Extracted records
______

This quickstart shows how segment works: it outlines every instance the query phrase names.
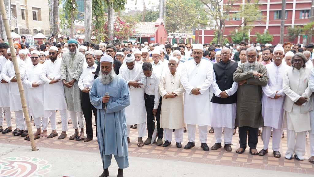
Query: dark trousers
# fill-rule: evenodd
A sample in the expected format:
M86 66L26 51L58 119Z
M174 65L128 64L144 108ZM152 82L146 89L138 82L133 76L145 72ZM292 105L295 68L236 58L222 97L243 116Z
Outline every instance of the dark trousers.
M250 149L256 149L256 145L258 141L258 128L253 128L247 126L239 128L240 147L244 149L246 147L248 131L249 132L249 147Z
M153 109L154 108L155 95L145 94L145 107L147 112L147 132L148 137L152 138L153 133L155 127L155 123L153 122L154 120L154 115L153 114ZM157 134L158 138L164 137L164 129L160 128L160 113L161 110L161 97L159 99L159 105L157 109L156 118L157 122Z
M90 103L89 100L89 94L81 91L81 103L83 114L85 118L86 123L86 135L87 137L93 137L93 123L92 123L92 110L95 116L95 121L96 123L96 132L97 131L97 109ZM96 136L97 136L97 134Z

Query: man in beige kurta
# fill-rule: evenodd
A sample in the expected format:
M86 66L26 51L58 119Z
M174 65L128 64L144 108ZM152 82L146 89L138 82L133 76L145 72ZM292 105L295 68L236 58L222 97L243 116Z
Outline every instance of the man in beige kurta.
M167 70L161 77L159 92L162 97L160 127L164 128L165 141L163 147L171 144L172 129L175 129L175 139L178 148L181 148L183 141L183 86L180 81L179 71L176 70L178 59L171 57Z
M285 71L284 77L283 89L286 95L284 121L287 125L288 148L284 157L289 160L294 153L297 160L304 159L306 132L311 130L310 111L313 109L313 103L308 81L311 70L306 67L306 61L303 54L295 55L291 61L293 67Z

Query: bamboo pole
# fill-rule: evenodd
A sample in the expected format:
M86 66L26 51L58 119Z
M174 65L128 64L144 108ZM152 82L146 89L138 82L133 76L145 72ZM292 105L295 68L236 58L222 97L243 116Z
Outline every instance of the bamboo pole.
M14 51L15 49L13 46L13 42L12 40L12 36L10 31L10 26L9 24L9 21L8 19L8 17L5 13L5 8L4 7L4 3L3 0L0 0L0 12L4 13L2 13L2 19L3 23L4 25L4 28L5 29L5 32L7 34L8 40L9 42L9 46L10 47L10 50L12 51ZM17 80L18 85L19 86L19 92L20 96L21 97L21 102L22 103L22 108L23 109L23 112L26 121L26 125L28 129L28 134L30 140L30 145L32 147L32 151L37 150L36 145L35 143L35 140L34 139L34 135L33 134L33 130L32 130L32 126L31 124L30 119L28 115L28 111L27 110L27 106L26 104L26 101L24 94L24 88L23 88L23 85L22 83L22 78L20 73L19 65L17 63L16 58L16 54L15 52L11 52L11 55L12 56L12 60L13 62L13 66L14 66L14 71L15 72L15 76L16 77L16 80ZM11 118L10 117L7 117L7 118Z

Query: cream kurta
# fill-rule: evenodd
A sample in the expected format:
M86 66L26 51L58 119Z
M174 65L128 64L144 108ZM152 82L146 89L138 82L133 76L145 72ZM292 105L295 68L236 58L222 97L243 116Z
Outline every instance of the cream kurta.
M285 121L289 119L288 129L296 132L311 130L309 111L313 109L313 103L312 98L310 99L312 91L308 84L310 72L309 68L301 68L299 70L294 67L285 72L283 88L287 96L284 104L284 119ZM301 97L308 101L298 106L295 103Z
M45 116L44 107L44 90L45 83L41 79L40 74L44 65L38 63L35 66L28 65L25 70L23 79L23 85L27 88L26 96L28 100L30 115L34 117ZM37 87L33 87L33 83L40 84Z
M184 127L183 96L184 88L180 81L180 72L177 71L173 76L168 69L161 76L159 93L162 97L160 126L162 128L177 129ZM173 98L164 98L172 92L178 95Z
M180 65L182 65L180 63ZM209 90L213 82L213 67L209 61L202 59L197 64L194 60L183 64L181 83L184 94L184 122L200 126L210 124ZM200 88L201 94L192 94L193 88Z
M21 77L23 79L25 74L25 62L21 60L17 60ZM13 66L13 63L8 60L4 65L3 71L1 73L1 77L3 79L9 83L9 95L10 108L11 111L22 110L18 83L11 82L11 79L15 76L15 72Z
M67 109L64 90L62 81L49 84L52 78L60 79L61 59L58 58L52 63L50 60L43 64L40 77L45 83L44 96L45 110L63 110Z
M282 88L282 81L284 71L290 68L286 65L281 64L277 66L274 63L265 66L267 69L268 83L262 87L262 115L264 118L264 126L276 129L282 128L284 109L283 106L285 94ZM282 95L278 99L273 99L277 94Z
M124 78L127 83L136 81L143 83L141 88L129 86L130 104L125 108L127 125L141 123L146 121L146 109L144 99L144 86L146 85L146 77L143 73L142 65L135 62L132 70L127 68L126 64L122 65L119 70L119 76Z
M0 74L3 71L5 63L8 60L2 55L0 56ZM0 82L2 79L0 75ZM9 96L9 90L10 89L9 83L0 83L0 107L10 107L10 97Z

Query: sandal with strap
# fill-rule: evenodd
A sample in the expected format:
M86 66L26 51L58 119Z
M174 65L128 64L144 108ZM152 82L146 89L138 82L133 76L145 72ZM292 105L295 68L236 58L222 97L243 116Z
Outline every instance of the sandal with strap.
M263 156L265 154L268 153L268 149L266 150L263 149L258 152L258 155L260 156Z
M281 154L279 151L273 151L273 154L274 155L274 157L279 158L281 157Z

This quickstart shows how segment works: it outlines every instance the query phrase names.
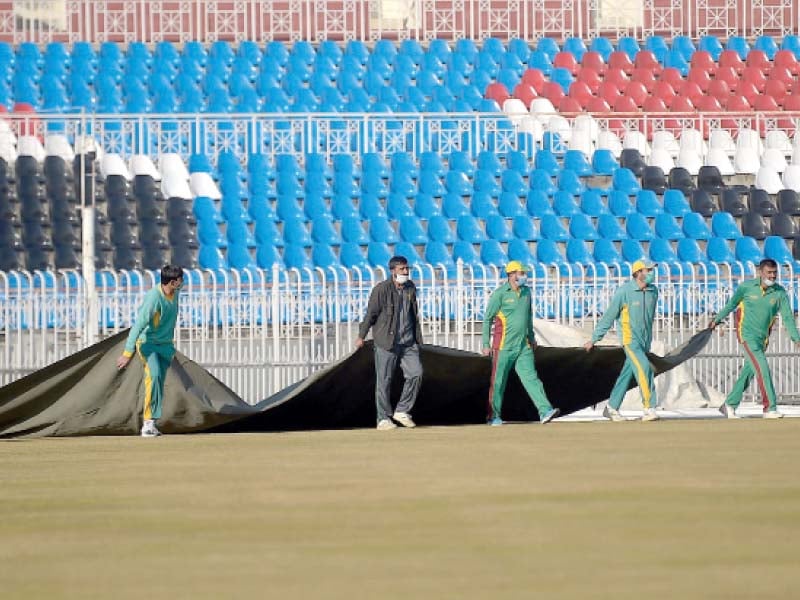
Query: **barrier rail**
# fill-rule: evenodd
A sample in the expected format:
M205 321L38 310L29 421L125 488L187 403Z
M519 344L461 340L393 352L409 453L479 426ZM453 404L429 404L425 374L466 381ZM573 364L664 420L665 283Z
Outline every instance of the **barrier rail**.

______

Reproduce the records above line for line, with no changes to their text. Omit the pictures.

» SOLUTION TO THIS TASK
This quickstart shows how segment works: it outlines every instance the query phrase names.
Query: dark trousers
# fill-rule: evenodd
A sample in the expected format:
M86 66L26 51L58 119Z
M174 65L128 64L144 108ZM152 82L146 89L138 82L133 76L145 72ZM292 105L295 68L236 58L222 97L243 116Z
Outline every instance of the dark trousers.
M250 149L256 149L256 145L258 141L258 128L253 128L247 126L239 128L240 147L244 149L246 147L248 131L249 132L249 147Z
M153 109L154 108L155 95L145 94L145 107L147 112L147 132L148 137L152 138L153 133L155 127L155 123L153 122L154 120L154 115L153 114ZM157 134L158 138L164 137L164 129L160 128L160 113L161 110L161 97L159 99L159 105L157 109L156 118L157 122Z
M90 103L89 100L89 94L81 91L81 103L83 114L85 118L86 123L86 135L87 137L93 137L93 123L92 123L92 110L95 116L95 121L96 123L96 132L97 131L97 109ZM96 136L97 136L97 134Z

Query: man in beige kurta
# fill-rule: evenodd
A sample in the expected format:
M86 66L26 51L58 119Z
M174 65L128 64L144 108ZM152 82L146 89L138 82L133 76L145 72ZM292 105L295 68L236 58L222 97L243 116Z
Outline every instance of the man in beige kurta.
M167 70L161 77L159 92L162 97L160 127L164 128L165 141L163 147L171 144L172 129L175 129L175 139L178 148L181 148L183 141L183 86L180 81L179 71L176 70L178 59L171 57Z
M285 71L284 77L283 89L286 95L284 121L287 125L288 148L284 157L289 160L294 153L297 160L304 159L306 132L311 130L310 111L313 109L313 103L308 81L311 70L306 67L306 61L303 54L295 55L291 61L293 67Z

Query: bamboo pole
# fill-rule: evenodd
A sample in the expected format:
M86 66L26 51L58 119Z
M174 65L128 64L144 108ZM152 82L146 89L138 82L133 76L145 72ZM292 105L295 68L236 58L222 97L243 116Z
Outline every instance of the bamboo pole.
M14 51L15 49L13 46L13 42L12 40L12 36L10 31L10 26L9 24L9 21L8 19L8 17L5 13L5 8L4 7L4 3L3 0L0 0L0 12L4 13L2 13L2 19L3 23L4 25L4 28L5 29L5 32L7 34L8 40L9 42L9 46L10 47L10 50L12 51ZM17 80L18 85L19 86L19 92L20 96L21 97L21 102L22 103L22 108L23 109L23 112L26 121L26 125L28 129L28 134L30 140L30 145L32 147L32 151L37 150L36 145L35 143L35 140L34 139L34 135L33 134L33 130L32 130L32 126L31 124L30 119L28 115L28 111L27 110L27 106L26 104L26 101L24 94L24 88L23 88L23 85L22 83L22 78L20 73L19 65L17 63L16 58L16 54L15 52L11 52L11 55L12 56L12 60L13 62L13 66L14 66L14 71L15 72L15 76L16 77L16 80ZM11 118L10 117L7 117L7 118Z

Query: cream kurta
# fill-rule: evenodd
A sample in the expected format:
M86 66L26 51L58 119Z
M174 65L128 64L144 108ZM152 82L146 89L138 82L133 76L145 72ZM292 105L295 68L236 58L222 97L243 116Z
Outline every instance of the cream kurta.
M285 121L289 119L288 129L296 132L311 130L309 111L313 109L313 103L312 98L310 99L312 91L308 84L310 72L309 68L301 68L299 70L294 67L285 72L283 88L287 96L284 104L284 119ZM301 97L308 101L298 106L295 103Z
M45 116L44 107L44 90L45 83L41 79L40 74L44 65L38 63L35 66L28 65L25 70L23 79L23 85L27 88L26 96L28 100L30 115L34 117ZM37 87L33 87L33 83L40 84Z
M184 127L183 96L184 88L180 81L180 72L177 71L173 76L168 69L161 76L159 93L162 97L160 126L162 128L177 129ZM173 98L164 98L172 92L178 95Z
M180 65L182 65L180 63ZM209 90L213 82L213 67L209 61L202 59L197 64L194 60L183 64L181 83L184 94L184 122L200 126L210 124ZM200 88L201 94L192 94L193 88Z
M21 77L23 79L25 74L25 62L21 60L17 60ZM13 66L13 63L8 60L4 65L3 71L1 73L1 77L3 79L9 83L9 95L10 108L11 111L22 110L18 83L11 82L11 79L15 76L15 72Z
M67 109L64 90L62 81L49 84L52 78L60 79L61 59L58 58L52 63L50 60L43 64L40 77L45 83L44 96L45 110L63 110Z
M282 88L282 81L284 71L290 68L286 65L281 64L277 66L274 63L265 66L267 69L268 83L262 87L262 115L264 118L264 126L276 129L282 128L284 109L283 106L285 94ZM282 95L278 99L273 99L277 94Z
M124 78L127 83L136 81L143 83L141 88L129 86L130 104L125 108L127 125L141 123L146 121L146 109L144 99L144 86L146 85L146 77L143 73L142 65L135 62L132 70L127 68L126 64L122 65L119 70L119 76Z
M0 74L3 71L5 63L8 60L2 55L0 56ZM0 82L2 79L0 75ZM9 96L9 90L10 89L9 83L0 83L0 107L10 107L10 97Z

Query: sandal with strap
# fill-rule: evenodd
A sample in the expected format:
M86 66L26 51L58 119Z
M174 65L128 64L144 108ZM152 82L146 89L138 82L133 76L145 72ZM292 105L295 68L236 58L222 97L243 116Z
Outline every instance of the sandal with strap.
M263 156L265 154L268 153L268 149L266 150L263 149L258 152L258 155L260 156Z
M281 154L279 151L273 151L273 154L274 155L274 157L279 158L281 157Z

This quickstart shows how segment works: it outlines every instance the query phrase names.
Query: **barrier rail**
# fill-rule: evenodd
A sample in the expected format:
M205 321L38 310L29 421L125 488L187 403Z
M519 344L461 340L393 352L409 453L479 426ZM453 404L429 404L425 374L466 381ZM573 364L664 420L665 283Z
Outline every instance of the **barrier rail**.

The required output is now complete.